"""

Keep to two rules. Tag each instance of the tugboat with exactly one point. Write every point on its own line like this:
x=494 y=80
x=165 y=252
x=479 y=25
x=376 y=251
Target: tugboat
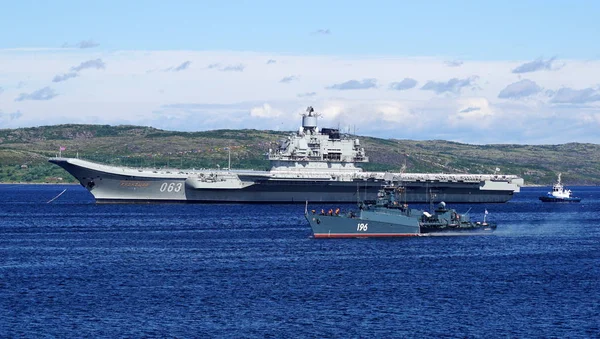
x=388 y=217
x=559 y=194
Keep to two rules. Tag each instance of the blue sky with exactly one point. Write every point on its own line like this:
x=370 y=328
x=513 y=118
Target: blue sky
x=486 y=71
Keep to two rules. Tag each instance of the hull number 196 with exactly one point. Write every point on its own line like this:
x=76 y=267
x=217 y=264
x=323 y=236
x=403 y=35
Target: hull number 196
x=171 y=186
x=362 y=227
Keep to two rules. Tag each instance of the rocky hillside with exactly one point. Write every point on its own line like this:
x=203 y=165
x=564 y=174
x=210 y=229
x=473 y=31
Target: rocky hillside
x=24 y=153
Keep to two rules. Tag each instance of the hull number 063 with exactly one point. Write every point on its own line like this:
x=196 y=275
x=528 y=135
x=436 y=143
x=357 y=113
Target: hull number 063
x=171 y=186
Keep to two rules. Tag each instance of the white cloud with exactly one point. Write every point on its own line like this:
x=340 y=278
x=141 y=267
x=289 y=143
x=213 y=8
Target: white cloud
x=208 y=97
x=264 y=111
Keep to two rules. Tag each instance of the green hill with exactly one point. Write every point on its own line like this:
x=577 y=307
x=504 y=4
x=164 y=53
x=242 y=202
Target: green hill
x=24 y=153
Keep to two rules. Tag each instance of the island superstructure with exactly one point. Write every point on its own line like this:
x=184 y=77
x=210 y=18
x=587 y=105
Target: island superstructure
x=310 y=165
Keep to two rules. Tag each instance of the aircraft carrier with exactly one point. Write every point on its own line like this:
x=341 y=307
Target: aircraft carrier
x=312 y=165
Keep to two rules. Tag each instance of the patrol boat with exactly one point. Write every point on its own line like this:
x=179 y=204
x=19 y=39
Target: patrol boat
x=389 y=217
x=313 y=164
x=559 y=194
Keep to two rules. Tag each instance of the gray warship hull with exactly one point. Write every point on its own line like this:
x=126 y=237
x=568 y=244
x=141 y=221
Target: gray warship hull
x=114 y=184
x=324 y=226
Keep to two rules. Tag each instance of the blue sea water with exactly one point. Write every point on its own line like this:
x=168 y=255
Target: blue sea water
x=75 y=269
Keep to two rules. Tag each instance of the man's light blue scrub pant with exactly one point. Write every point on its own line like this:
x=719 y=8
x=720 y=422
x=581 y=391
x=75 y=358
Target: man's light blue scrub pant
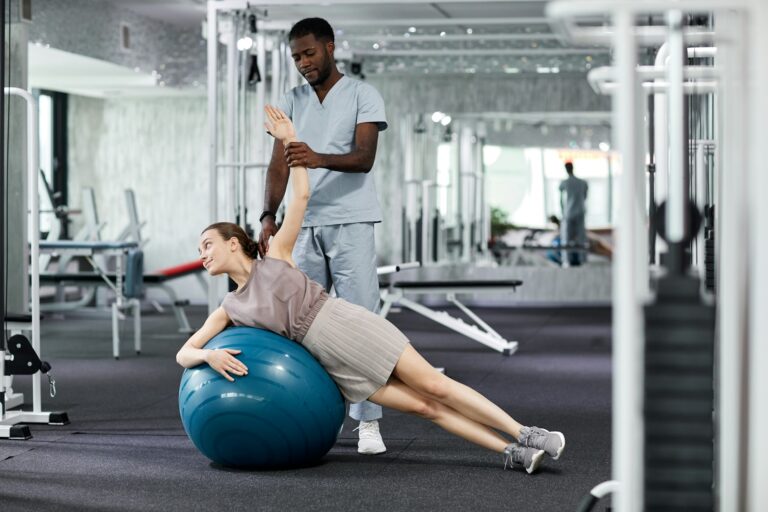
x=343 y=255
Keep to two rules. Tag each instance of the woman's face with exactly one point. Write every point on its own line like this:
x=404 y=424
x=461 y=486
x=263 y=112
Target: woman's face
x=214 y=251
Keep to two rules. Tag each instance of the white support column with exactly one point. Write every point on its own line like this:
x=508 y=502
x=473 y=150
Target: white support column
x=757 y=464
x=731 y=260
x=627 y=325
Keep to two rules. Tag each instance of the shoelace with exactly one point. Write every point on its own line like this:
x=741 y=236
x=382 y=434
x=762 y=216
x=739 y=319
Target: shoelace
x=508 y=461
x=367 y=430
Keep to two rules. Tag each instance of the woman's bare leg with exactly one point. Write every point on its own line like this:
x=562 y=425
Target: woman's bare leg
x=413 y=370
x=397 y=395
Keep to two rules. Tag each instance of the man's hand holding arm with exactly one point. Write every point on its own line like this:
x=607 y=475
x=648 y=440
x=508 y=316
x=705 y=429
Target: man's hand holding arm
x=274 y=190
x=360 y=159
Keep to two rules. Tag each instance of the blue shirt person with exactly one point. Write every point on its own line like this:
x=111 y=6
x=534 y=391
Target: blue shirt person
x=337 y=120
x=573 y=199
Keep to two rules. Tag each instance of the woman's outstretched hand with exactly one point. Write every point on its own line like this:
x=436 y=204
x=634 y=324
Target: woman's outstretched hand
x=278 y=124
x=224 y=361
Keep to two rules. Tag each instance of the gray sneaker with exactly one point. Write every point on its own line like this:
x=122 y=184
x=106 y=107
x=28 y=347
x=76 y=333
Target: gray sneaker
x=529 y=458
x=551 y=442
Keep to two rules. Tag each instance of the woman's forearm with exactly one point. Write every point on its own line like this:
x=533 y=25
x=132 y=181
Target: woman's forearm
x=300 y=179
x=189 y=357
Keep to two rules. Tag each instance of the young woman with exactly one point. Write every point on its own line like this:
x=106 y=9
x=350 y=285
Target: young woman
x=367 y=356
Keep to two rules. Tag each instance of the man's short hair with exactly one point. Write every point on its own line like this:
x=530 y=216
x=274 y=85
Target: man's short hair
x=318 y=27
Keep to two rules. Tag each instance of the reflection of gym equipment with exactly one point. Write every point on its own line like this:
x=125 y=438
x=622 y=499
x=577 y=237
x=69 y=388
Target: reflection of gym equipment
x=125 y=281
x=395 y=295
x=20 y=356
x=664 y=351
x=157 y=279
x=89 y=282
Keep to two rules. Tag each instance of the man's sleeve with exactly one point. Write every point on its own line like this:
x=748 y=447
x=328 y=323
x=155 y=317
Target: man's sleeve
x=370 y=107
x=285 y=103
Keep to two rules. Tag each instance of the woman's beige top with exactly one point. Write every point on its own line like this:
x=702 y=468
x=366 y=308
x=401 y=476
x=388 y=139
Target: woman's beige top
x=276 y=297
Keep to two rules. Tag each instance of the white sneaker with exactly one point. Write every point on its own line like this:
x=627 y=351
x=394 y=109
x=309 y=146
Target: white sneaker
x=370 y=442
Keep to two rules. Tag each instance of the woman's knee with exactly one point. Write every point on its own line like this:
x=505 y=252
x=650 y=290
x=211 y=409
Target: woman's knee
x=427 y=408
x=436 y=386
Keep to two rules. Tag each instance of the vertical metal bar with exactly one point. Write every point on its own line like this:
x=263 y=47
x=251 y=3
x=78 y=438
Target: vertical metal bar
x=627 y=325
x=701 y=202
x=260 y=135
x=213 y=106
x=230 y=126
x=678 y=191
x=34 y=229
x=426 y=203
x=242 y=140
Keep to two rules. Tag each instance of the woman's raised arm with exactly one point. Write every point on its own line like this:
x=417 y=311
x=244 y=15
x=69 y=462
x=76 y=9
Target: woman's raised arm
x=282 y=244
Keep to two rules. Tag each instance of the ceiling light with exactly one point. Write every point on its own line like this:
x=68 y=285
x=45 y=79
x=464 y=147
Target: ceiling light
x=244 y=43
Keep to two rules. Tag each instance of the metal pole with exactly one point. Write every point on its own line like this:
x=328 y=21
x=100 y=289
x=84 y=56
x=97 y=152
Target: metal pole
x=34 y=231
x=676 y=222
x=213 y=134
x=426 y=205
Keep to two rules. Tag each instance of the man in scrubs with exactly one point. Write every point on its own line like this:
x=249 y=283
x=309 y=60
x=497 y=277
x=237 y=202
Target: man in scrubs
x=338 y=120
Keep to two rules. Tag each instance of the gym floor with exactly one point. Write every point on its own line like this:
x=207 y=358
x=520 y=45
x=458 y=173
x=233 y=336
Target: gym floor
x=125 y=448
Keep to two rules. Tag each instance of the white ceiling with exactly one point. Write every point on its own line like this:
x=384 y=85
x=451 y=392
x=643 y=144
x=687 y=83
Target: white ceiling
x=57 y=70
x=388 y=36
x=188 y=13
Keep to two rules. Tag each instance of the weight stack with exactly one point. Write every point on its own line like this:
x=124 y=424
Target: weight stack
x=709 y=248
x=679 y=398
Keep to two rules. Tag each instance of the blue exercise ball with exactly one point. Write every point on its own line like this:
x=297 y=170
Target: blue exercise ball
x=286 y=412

"""
"""

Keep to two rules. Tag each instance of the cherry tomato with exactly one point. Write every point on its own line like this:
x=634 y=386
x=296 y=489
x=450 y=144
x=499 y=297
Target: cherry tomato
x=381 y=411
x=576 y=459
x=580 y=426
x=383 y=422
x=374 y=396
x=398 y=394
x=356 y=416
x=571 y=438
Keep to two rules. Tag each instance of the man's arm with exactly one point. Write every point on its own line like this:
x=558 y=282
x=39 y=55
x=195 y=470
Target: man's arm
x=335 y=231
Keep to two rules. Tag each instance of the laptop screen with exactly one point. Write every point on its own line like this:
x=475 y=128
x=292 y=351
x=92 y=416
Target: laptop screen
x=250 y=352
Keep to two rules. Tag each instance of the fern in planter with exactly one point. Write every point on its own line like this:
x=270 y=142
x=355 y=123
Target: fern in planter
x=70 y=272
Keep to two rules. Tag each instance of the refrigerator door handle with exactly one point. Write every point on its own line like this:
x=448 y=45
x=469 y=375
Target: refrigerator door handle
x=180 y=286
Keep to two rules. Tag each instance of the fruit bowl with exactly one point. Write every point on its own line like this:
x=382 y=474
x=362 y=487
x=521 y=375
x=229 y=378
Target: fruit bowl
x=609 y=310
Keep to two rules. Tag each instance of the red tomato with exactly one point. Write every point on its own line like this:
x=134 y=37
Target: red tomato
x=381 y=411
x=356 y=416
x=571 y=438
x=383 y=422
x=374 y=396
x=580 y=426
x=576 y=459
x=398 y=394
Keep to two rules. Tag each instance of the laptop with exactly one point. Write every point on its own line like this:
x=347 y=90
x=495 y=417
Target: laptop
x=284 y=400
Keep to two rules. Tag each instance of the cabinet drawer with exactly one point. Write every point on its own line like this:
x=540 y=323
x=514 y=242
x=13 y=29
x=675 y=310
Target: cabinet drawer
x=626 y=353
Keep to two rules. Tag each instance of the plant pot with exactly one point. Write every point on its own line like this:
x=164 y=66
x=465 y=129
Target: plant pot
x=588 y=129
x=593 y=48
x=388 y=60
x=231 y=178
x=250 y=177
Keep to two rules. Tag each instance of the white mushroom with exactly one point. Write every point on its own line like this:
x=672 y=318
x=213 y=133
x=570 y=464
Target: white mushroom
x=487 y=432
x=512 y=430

"""

_Required task_
Find every line in the records above that contains the word "fruit" and copy each one out in full. Matching is case-sensitive.

_Response to the exercise_
Keep to two rules. Tag each instance of the fruit bowl with exactly one point. Write every point on its own line like this:
Target: fruit bowl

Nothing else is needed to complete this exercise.